**DATA EXCERPTS:**
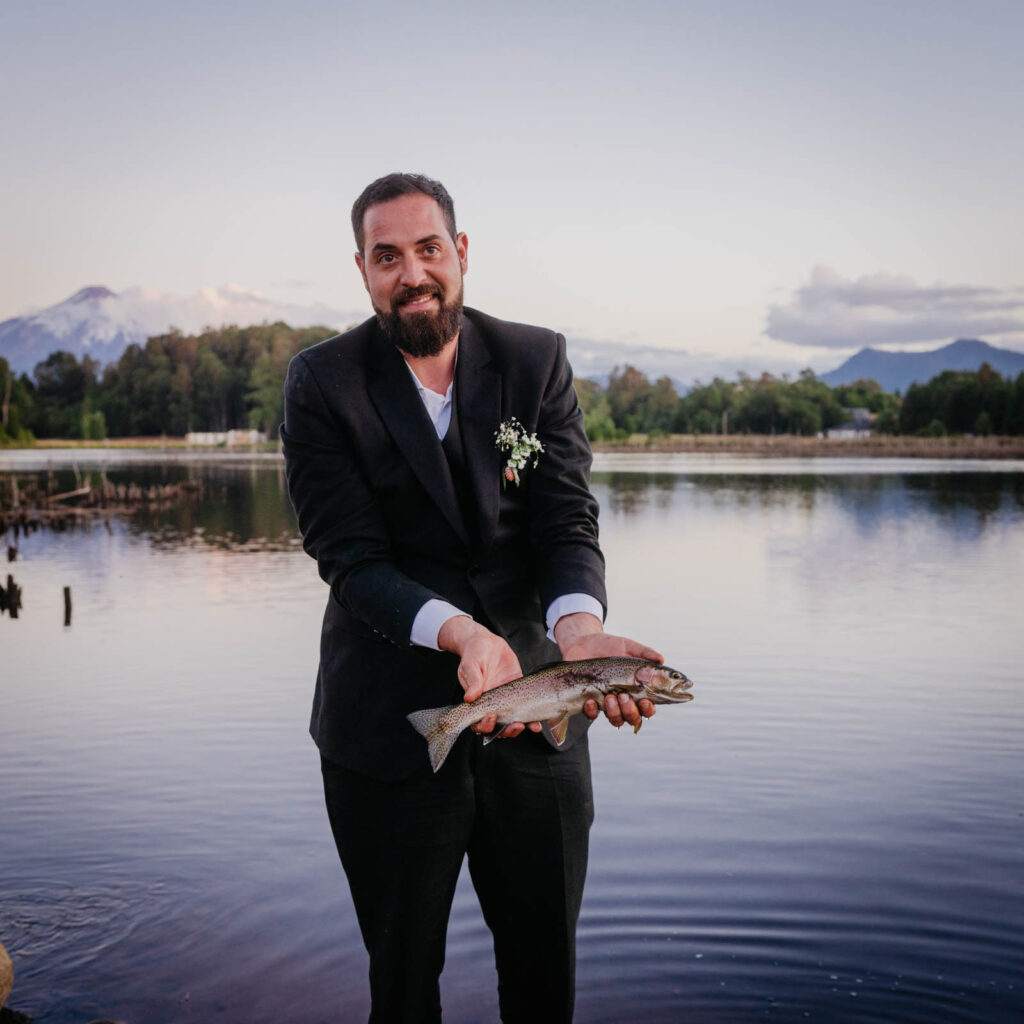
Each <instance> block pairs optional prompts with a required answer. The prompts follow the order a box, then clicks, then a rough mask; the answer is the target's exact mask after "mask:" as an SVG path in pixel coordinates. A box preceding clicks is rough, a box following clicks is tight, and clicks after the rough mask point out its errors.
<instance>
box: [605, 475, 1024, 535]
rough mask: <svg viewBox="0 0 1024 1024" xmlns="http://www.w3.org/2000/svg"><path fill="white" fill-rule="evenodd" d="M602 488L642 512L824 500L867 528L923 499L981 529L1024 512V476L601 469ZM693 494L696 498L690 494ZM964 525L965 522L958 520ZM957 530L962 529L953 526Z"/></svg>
mask: <svg viewBox="0 0 1024 1024" xmlns="http://www.w3.org/2000/svg"><path fill="white" fill-rule="evenodd" d="M593 479H594V483H595V484H596V485H605V486H607V488H608V494H607V498H604V499H603V502H604V505H605V506H606V508H607V509H608V511H609V512H614V513H617V514H622V515H625V516H635V515H639V514H641V513H643V512H645V511H648V510H650V509H668V508H670V507H672V506H673V505H678V506H679V507H680V508H682V507H683V506H684V505H685V504H686V503H687V502H688V501H690V500H692V501H699V500H710V501H711V502H712V504H713V505H721V506H722V507H723V508H724V507H726V506H729V507H738V508H741V509H754V510H758V511H763V512H768V511H772V510H781V509H785V508H791V507H795V508H800V509H801V510H803V511H805V512H810V511H812V510H813V509H814V508H815V506H816V505H817V504H818V503H820V502H822V501H829V502H833V503H834V504H835V505H837V506H838V507H841V508H842V509H843V510H844V511H845V512H847V513H848V514H849V515H850V516H851V517H852V518H853V519H854V520H855V521H856V524H857V529H858V530H860V531H862V532H871V531H873V530H874V528H877V527H878V526H879V525H881V524H882V523H883V522H884V521H886V520H888V519H892V518H899V517H901V516H905V515H907V514H909V513H910V512H911V511H912V510H913V509H914V508H920V506H921V504H922V502H924V503H925V504H926V505H927V508H928V510H929V511H931V512H934V513H938V514H939V517H940V519H945V520H946V521H948V522H953V521H954V518H956V517H961V516H963V515H964V514H968V515H970V516H971V519H972V521H974V522H976V523H977V525H978V526H984V525H985V524H986V523H987V522H988V521H989V519H991V518H992V517H994V516H996V515H998V514H999V513H1000V512H1004V511H1009V510H1014V511H1016V512H1020V511H1022V510H1024V474H1022V473H1009V472H984V473H975V472H970V473H961V472H956V473H942V472H939V473H906V474H902V473H867V474H865V473H858V474H851V475H840V474H817V473H797V474H779V475H771V474H743V473H733V474H729V473H721V474H719V473H715V474H712V473H708V474H701V473H688V474H674V473H625V472H599V473H594V475H593ZM687 492H690V493H691V495H692V498H691V499H688V498H687V497H686V493H687ZM959 525H961V526H963V520H961V523H959ZM954 528H956V526H954Z"/></svg>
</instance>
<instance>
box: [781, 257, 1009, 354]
mask: <svg viewBox="0 0 1024 1024" xmlns="http://www.w3.org/2000/svg"><path fill="white" fill-rule="evenodd" d="M1021 331H1024V289H1009V290H1001V289H997V288H982V287H976V286H971V285H952V286H947V285H934V286H932V287H928V288H926V287H922V286H921V285H919V284H918V283H916V282H915V281H914V280H913V279H912V278H908V276H903V275H897V274H890V273H872V274H867V275H865V276H863V278H858V279H857V280H855V281H853V280H848V279H845V278H842V276H840V274H838V273H837V272H836V271H835V270H833V269H831V268H829V267H826V266H816V267H814V269H813V270H812V271H811V278H810V281H809V282H808V283H807V284H806V285H804V286H803V287H802V288H800V289H798V290H797V291H796V292H795V293H794V295H793V297H792V298H791V300H790V301H788V302H787V303H783V304H777V305H772V306H770V307H769V309H768V322H767V325H766V328H765V333H766V334H767V335H768V336H769V337H771V338H775V339H777V340H779V341H787V342H790V343H792V344H795V345H815V346H819V347H826V348H860V347H862V346H864V345H892V344H908V343H913V342H928V341H951V340H953V339H954V338H977V337H981V336H985V337H988V338H990V337H993V336H998V335H1007V334H1015V333H1018V332H1021Z"/></svg>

**ABOUT THIS TASK:** Can you write out all of the records above word for word, leaving out the pictures?

**EXERCISE RESPONSE:**
Each <instance> block pairs optional prompts with a required answer. The prompts follow the order a box, then clicks, then a rough mask; the answer is the target's exact mask after "mask:" as an SVG path in pixel coordinates. A box preceding clicks is rough, a box following clicks is tight, and clicks after the rough mask point out its errors.
<instance>
box: [605, 475, 1024, 535]
rough mask: <svg viewBox="0 0 1024 1024" xmlns="http://www.w3.org/2000/svg"><path fill="white" fill-rule="evenodd" d="M602 488L642 512L824 500L867 528L923 499L981 529L1024 512V476L601 469ZM693 494L696 498L690 494ZM964 525L965 522L958 520ZM957 530L962 529L953 526Z"/></svg>
mask: <svg viewBox="0 0 1024 1024" xmlns="http://www.w3.org/2000/svg"><path fill="white" fill-rule="evenodd" d="M593 479H594V483H595V484H596V485H605V486H607V488H608V494H607V498H604V499H603V502H604V505H605V506H606V508H607V509H608V511H609V512H614V513H617V514H622V515H625V516H635V515H639V514H641V513H643V512H645V511H648V510H650V509H668V508H670V507H672V506H673V505H678V506H679V507H680V508H682V507H683V506H684V505H685V504H686V503H687V502H688V501H690V500H692V501H699V500H710V501H711V502H712V504H713V505H721V506H722V507H723V508H724V507H726V506H729V507H738V508H741V509H754V510H758V511H763V512H768V511H772V510H781V509H785V508H791V507H795V508H800V509H801V510H803V511H805V512H810V511H812V510H813V509H814V508H815V506H816V505H817V504H818V503H820V502H822V501H829V502H833V503H834V504H835V505H837V506H838V507H841V508H842V509H843V510H844V511H845V512H847V513H848V514H849V515H850V516H851V517H852V518H853V519H854V520H855V521H856V524H857V529H858V530H860V531H862V532H871V531H873V530H874V528H877V527H878V526H879V525H881V524H882V523H883V522H884V521H886V520H888V519H892V518H899V517H901V516H905V515H907V514H909V513H910V512H911V511H912V510H913V509H914V508H920V506H921V504H922V502H924V503H925V504H926V505H927V508H928V510H929V511H931V512H934V513H938V514H939V517H940V519H945V520H946V521H948V522H953V521H954V518H956V517H961V516H963V515H964V514H968V515H970V516H971V519H972V521H974V522H976V523H977V525H978V526H984V525H985V524H986V523H987V522H988V521H989V519H991V518H992V517H994V516H996V515H998V514H999V513H1000V512H1004V511H1009V510H1014V511H1016V512H1020V511H1022V510H1024V474H1022V473H1009V472H984V473H975V472H970V473H961V472H956V473H942V472H939V473H906V474H902V473H867V474H865V473H858V474H851V475H840V474H817V473H797V474H779V475H771V474H743V473H733V474H729V473H721V474H719V473H715V474H712V473H708V474H701V473H688V474H674V473H625V472H599V473H594V475H593ZM687 492H690V493H691V495H692V498H691V499H688V498H687V497H686V493H687ZM959 525H961V526H963V520H961V523H959ZM954 528H956V526H954Z"/></svg>
</instance>
<instance>
box: [781, 257, 1009, 354]
mask: <svg viewBox="0 0 1024 1024" xmlns="http://www.w3.org/2000/svg"><path fill="white" fill-rule="evenodd" d="M1021 331H1024V289H1009V290H1001V289H997V288H982V287H976V286H971V285H952V286H947V285H934V286H932V287H928V288H926V287H922V286H921V285H919V284H918V283H916V282H915V281H914V280H913V279H912V278H908V276H903V275H897V274H890V273H872V274H867V275H865V276H863V278H858V279H857V280H855V281H853V280H848V279H845V278H842V276H840V274H838V273H837V272H836V271H835V270H833V269H831V268H829V267H826V266H816V267H814V269H813V270H812V271H811V278H810V281H809V282H808V283H807V284H806V285H804V286H803V287H802V288H800V289H798V290H797V291H796V292H795V293H794V295H793V297H792V298H791V300H790V301H788V302H787V303H783V304H777V305H772V306H770V307H769V309H768V322H767V325H766V328H765V333H766V334H767V335H768V336H769V337H771V338H775V339H777V340H779V341H787V342H790V343H792V344H795V345H815V346H819V347H826V348H860V347H862V346H864V345H892V344H908V343H913V342H928V341H951V340H953V339H954V338H977V337H981V336H985V337H988V338H990V337H993V336H998V335H1007V334H1015V333H1018V332H1021Z"/></svg>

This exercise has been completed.